Problem details –
Reproduce the records from the line that contains "like [199, 120]." through the end of the records, requests included, and raise every coordinate in the answer points by 24 while keeping the sample coordinates in the requests unchanged. Omit the pictures from your output.

Dataset entries:
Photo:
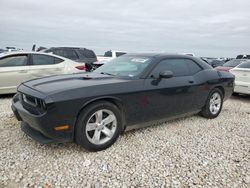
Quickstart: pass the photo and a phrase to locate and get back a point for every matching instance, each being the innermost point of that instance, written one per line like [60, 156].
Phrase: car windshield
[233, 63]
[128, 66]
[244, 65]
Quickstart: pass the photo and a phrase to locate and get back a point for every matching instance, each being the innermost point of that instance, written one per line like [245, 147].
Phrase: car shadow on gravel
[241, 97]
[6, 96]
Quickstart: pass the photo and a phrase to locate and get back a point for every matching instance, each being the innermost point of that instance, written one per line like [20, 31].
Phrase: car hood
[56, 84]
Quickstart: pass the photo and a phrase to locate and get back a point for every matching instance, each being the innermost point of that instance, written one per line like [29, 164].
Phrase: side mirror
[166, 74]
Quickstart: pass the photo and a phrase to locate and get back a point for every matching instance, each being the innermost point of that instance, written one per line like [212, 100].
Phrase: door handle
[23, 71]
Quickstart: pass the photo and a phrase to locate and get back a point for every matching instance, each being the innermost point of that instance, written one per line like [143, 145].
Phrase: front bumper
[40, 127]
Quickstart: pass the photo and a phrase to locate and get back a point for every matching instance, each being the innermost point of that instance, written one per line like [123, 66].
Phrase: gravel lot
[186, 152]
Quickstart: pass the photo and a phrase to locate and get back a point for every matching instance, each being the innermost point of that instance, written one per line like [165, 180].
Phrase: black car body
[43, 104]
[76, 54]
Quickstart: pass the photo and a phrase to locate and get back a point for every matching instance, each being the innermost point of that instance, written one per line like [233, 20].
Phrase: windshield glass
[244, 65]
[233, 63]
[129, 66]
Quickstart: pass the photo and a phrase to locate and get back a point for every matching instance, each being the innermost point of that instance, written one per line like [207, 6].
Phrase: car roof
[63, 47]
[160, 55]
[30, 52]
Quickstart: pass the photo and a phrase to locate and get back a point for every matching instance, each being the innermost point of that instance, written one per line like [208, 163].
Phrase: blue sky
[206, 28]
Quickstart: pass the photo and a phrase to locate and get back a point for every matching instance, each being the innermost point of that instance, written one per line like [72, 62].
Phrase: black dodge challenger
[132, 91]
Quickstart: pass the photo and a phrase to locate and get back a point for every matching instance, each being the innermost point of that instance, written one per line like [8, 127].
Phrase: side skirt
[158, 122]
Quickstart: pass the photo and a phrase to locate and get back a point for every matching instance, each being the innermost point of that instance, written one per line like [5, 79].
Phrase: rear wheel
[98, 126]
[213, 105]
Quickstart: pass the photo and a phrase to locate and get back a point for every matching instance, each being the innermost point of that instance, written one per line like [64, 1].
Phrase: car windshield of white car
[245, 65]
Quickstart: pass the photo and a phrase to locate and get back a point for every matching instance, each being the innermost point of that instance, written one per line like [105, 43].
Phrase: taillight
[81, 67]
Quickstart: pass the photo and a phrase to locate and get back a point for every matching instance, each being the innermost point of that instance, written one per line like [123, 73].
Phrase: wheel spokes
[98, 116]
[108, 119]
[107, 132]
[96, 136]
[91, 126]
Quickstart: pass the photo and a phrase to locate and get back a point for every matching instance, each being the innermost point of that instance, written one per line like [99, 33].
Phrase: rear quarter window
[12, 61]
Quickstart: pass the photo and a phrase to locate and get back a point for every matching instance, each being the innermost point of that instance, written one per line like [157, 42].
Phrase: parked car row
[18, 67]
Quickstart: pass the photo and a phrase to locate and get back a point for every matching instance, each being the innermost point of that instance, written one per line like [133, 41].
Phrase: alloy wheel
[215, 103]
[101, 127]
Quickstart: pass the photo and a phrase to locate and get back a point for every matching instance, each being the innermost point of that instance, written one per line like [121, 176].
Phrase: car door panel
[168, 97]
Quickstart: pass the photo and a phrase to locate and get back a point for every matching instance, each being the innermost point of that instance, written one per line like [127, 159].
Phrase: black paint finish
[141, 99]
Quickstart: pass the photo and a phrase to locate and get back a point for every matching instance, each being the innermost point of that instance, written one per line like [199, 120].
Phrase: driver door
[167, 97]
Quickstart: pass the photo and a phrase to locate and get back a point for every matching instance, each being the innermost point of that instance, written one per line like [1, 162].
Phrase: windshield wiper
[107, 73]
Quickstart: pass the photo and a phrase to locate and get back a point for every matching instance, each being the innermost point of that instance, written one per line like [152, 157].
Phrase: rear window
[244, 65]
[233, 63]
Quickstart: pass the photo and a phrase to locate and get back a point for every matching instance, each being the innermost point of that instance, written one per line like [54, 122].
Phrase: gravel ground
[188, 152]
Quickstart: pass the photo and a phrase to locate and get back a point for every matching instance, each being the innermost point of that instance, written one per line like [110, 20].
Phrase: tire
[212, 112]
[98, 126]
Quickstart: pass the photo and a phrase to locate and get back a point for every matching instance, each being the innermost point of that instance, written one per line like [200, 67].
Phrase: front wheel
[213, 105]
[98, 126]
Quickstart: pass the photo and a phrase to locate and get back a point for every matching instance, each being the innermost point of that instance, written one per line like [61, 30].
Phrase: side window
[43, 60]
[192, 66]
[20, 60]
[58, 52]
[58, 60]
[119, 54]
[70, 54]
[177, 66]
[108, 54]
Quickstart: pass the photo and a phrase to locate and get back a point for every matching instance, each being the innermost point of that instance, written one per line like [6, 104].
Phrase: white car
[18, 67]
[242, 78]
[108, 56]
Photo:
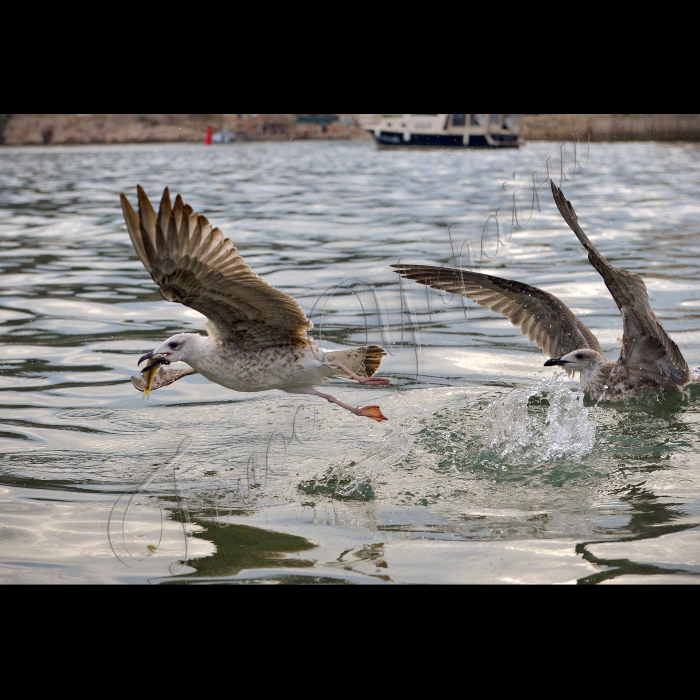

Correct answer –
Quickstart: pass the photo and a phrase to locate and get back a point for every matching instance, each being the innermost point of that instance, written one per line like [199, 120].
Phrase: driver door
[191, 121]
Quickstart: pass the photo and a phrase to locate and get back a point for every matching instance, each being the innermost point of that instance, written one per line like [1, 162].
Phrase: windshield wiper
[131, 97]
Quickstart: pass the photo and a phrase to locate and get back a point for every matching instance, each being the innermost point of that instance, written one per line like [152, 157].
Phrase: rear window
[268, 89]
[257, 87]
Quickstart: pass the photo and a phrase to locate and get back a point for every matching instance, each being the innermost point of that instance, written one per line like [54, 122].
Phrase: gravel ground
[212, 176]
Quickstart: pass the photo and a phrase to locate and get back a point for every matching instance, each being the innermost point of that instance, written one per line like [110, 20].
Phrase: tire
[236, 136]
[122, 150]
Quickstart: pass the photo and a phrase to locate and get back a point for every matching instance, each being the innermost point of that instance, written one per line like [200, 67].
Phrase: front wheel
[237, 129]
[122, 150]
Quickstart: pass the photo and a phrase to locate and get back a point for every matching instance, each being the innermost point of that instance, written one per line like [61, 30].
Phrase: side window
[67, 84]
[216, 90]
[44, 84]
[82, 76]
[82, 84]
[143, 78]
[94, 78]
[201, 90]
[132, 78]
Quickstart: pass the photo and a phrase to locate and get back a point for every matching instance, each being the innermost point of that instance, written one per line like [6, 104].
Phrase: white car
[42, 91]
[266, 102]
[132, 80]
Photo:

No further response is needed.